__Given records__.
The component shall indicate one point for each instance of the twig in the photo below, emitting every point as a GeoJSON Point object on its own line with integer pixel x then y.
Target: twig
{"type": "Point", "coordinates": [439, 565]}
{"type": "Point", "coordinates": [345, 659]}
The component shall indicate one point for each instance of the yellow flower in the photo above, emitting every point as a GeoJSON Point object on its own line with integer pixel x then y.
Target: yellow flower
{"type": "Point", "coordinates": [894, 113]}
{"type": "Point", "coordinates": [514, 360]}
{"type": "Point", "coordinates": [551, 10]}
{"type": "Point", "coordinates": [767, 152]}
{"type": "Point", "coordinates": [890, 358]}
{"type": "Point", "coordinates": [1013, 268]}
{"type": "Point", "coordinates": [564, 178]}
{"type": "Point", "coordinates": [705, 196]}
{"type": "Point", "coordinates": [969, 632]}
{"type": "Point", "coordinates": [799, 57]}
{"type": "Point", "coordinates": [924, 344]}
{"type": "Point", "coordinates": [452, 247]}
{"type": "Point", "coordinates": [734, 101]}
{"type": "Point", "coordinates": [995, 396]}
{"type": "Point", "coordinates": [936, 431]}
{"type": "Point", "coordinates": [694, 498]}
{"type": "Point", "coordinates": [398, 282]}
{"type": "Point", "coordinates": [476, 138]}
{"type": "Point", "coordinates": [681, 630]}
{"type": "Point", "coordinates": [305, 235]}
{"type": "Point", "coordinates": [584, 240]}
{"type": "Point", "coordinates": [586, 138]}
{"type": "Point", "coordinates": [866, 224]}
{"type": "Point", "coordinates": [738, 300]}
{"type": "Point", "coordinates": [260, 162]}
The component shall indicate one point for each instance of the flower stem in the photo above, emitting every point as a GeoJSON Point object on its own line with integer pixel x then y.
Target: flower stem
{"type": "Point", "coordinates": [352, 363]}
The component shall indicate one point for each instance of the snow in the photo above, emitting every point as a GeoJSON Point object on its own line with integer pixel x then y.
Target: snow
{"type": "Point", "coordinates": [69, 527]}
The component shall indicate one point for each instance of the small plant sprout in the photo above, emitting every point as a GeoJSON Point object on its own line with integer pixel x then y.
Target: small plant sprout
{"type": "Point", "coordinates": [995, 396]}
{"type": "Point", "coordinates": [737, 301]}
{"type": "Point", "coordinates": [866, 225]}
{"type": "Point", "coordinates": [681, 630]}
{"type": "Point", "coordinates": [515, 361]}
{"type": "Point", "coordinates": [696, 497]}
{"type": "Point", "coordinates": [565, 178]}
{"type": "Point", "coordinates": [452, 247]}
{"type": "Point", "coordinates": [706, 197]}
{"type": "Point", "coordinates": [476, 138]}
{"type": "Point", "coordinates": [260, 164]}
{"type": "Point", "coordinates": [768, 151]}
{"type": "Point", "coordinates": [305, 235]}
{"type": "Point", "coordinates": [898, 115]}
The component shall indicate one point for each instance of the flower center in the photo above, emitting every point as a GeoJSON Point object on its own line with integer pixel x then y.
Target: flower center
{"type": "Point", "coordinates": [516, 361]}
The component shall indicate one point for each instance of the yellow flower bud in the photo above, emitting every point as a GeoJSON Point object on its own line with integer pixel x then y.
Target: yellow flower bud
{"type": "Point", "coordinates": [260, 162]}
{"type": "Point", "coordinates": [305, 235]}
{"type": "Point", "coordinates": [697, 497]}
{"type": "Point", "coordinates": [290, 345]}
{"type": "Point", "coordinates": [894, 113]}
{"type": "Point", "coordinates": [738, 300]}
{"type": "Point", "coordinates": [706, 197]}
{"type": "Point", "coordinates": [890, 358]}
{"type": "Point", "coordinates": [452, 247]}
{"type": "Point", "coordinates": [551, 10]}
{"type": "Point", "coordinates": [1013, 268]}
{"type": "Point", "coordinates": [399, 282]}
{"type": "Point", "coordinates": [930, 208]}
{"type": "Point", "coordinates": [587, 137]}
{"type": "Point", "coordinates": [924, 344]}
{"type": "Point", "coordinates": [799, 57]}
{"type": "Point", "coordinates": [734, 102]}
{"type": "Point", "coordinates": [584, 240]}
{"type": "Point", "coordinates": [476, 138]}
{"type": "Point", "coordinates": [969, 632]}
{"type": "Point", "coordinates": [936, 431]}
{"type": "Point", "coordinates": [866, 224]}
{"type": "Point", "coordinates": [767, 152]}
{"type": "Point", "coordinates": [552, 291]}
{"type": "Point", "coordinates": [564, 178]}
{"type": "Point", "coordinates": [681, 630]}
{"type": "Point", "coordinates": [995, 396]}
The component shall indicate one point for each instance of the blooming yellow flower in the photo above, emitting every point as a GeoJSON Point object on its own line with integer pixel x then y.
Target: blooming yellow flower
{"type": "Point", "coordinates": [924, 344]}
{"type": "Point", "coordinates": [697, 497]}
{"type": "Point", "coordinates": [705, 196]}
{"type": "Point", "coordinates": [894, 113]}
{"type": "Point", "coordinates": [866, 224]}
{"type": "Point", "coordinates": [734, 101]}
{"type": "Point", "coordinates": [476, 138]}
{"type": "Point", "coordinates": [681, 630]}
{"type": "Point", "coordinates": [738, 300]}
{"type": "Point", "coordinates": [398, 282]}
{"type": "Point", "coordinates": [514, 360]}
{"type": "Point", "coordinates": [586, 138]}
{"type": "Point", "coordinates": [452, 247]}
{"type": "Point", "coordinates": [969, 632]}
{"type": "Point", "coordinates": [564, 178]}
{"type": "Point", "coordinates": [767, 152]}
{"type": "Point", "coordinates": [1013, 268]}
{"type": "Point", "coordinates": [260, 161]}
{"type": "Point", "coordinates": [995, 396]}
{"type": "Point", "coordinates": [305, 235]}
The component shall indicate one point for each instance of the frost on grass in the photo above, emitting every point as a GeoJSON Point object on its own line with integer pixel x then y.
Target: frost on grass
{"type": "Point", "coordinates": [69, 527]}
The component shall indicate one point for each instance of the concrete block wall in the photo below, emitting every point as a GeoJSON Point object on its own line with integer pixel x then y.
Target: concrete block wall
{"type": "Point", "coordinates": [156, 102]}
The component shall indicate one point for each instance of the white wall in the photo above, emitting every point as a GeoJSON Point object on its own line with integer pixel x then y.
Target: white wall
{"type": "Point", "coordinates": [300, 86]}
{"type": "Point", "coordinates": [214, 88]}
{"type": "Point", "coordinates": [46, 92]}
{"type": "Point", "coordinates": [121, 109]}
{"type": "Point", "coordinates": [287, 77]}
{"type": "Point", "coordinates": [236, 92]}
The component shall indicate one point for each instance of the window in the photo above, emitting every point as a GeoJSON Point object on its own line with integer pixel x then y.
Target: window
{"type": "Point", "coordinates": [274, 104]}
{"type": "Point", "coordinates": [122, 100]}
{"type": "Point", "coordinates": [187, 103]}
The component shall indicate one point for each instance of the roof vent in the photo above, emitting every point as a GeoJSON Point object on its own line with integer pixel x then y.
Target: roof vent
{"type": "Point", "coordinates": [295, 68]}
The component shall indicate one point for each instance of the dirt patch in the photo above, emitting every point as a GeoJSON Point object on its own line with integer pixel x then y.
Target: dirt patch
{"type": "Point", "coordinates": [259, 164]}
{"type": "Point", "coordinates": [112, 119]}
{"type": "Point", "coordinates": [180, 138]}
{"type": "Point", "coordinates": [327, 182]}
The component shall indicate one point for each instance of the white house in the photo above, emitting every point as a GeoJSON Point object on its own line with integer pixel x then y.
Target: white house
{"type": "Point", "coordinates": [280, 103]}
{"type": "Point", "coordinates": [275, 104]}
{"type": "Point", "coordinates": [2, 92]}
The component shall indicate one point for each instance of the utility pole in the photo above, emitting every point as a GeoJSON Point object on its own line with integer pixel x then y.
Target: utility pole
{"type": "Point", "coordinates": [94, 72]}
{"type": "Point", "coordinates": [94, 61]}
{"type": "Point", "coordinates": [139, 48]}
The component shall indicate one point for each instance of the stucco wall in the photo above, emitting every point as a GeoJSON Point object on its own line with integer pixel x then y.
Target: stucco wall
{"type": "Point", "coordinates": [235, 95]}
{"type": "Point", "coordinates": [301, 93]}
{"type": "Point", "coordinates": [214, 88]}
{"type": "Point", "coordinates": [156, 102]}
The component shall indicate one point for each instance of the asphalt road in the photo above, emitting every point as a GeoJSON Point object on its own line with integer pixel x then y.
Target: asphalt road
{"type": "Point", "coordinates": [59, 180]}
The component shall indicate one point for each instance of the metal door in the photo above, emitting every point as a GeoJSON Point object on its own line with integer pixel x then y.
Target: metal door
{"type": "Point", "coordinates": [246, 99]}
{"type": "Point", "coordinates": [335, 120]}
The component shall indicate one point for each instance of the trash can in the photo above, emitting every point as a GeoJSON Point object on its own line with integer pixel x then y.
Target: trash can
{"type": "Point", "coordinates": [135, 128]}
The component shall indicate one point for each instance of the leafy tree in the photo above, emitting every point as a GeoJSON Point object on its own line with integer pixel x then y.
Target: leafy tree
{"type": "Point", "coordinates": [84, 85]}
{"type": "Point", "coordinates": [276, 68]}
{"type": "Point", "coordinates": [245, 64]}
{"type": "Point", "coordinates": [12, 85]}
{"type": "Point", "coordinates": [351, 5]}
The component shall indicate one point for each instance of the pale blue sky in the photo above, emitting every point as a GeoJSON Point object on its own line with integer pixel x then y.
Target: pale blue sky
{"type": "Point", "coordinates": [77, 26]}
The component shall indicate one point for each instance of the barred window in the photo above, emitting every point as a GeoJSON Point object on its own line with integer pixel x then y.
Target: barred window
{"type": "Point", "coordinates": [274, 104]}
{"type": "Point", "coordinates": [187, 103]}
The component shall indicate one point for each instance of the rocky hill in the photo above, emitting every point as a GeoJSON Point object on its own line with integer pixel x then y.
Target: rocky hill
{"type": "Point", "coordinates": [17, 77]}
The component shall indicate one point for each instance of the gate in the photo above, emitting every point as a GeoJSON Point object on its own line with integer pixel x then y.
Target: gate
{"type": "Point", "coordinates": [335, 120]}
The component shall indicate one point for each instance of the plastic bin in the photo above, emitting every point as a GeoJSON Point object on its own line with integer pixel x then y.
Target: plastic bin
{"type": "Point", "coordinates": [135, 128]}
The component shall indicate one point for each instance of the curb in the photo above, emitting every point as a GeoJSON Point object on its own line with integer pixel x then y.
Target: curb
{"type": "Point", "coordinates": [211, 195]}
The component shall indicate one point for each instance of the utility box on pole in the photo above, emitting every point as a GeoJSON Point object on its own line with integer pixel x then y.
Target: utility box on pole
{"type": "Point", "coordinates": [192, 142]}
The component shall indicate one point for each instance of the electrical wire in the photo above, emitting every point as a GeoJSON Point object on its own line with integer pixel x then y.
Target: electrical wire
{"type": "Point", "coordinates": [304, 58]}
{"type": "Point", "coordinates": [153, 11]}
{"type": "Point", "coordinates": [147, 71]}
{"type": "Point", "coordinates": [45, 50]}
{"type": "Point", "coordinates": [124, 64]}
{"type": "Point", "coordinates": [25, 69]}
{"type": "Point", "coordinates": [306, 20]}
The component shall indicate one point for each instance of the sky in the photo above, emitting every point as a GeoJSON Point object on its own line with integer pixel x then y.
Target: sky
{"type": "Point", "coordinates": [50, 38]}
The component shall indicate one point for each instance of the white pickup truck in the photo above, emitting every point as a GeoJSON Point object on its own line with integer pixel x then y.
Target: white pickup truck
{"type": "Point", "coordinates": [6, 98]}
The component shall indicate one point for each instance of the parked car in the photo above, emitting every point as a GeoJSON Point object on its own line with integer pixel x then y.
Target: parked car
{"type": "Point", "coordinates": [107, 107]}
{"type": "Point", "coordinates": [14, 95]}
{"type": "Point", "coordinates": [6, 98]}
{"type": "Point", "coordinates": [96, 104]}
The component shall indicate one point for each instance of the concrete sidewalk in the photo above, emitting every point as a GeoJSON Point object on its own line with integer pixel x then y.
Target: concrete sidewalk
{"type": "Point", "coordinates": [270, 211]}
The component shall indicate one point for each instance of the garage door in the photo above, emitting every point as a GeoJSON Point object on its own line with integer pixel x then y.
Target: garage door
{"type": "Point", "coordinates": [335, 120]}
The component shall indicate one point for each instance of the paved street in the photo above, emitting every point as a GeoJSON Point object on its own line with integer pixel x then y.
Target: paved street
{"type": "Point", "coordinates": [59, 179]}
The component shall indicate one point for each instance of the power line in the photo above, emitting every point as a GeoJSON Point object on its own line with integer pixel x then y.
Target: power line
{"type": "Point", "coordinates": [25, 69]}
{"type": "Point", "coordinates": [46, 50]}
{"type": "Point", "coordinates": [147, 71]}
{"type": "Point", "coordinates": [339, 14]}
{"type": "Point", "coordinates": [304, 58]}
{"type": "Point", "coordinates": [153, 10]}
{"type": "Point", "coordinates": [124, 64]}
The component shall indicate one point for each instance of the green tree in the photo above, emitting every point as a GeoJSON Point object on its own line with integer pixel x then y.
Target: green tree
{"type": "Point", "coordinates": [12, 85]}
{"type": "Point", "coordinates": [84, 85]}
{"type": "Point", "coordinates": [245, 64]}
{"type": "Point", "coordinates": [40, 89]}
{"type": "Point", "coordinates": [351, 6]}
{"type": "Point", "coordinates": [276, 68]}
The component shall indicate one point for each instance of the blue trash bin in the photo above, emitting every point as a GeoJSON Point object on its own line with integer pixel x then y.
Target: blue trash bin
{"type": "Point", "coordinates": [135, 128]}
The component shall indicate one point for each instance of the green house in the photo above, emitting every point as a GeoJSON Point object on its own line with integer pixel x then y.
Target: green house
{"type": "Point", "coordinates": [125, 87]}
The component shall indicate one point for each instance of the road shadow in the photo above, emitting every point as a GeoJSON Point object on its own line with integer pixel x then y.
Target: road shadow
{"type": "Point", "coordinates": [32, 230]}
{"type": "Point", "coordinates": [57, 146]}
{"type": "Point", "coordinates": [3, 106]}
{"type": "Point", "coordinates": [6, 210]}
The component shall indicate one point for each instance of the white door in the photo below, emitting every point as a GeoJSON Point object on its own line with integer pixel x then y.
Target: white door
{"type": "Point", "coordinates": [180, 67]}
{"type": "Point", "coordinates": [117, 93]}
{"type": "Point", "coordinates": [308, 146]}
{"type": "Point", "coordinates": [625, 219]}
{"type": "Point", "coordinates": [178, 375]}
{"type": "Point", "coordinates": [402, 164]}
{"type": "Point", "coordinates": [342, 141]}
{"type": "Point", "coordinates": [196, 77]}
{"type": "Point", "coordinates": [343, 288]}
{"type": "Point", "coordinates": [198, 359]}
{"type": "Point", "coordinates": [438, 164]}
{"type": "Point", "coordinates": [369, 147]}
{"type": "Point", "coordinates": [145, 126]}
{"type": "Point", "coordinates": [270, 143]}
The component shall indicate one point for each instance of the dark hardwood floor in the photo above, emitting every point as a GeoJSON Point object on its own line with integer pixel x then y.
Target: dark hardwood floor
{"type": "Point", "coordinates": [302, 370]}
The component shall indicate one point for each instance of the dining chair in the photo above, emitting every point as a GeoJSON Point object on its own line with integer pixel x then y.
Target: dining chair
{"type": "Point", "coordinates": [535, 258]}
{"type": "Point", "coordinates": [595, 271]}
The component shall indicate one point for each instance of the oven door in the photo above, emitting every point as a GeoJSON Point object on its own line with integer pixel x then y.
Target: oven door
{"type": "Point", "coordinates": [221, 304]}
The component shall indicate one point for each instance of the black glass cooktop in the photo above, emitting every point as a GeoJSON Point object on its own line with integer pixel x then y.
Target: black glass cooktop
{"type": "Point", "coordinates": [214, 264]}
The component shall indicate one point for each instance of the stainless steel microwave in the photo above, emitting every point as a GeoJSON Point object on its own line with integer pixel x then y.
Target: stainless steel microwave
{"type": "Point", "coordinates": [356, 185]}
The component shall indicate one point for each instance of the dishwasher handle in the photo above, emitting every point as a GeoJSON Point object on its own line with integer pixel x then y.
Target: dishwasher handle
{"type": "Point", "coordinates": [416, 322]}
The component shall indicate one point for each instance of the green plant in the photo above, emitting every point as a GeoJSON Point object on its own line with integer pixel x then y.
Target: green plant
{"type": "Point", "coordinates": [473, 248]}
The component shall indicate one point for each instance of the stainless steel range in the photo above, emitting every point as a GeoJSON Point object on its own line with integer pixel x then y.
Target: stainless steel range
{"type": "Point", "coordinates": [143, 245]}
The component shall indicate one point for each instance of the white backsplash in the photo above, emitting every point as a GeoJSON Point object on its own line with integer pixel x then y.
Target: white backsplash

__Set task__.
Produce an exact repeat of the lines from the one containing "steel microwave in" through the last line of the data, and nothing more.

__Full response__.
The component shall indicate one point for each instance of the stainless steel microwave in the photo above, emitting every point as a GeoJSON Point object on its own line with integer pixel x then y.
Target: stainless steel microwave
{"type": "Point", "coordinates": [356, 185]}
The component shall indicate one point for each instance of the dishwasher handle in the photo above, emitting every point as a GeoJSON Point object on its own line with integer pixel x then y.
Target: dishwasher handle
{"type": "Point", "coordinates": [416, 322]}
The component shall indicate one point for each instance of the green plant in the photo above, emitting every point as a GeoJSON Point object on its own line with integer pixel x then y.
Target: green plant
{"type": "Point", "coordinates": [473, 248]}
The component shall indicate one point for each instance of the stainless steel range in the photo above, emitting every point as a GeoJSON Point object on its own line with integer pixel x then y.
Target: stainless steel range
{"type": "Point", "coordinates": [143, 245]}
The component shall indicate one point for each instance of the white backsplash in the photo above, emitting every point as a GeoJSON Point object on its own line with integer pixel x then y.
Target: white backsplash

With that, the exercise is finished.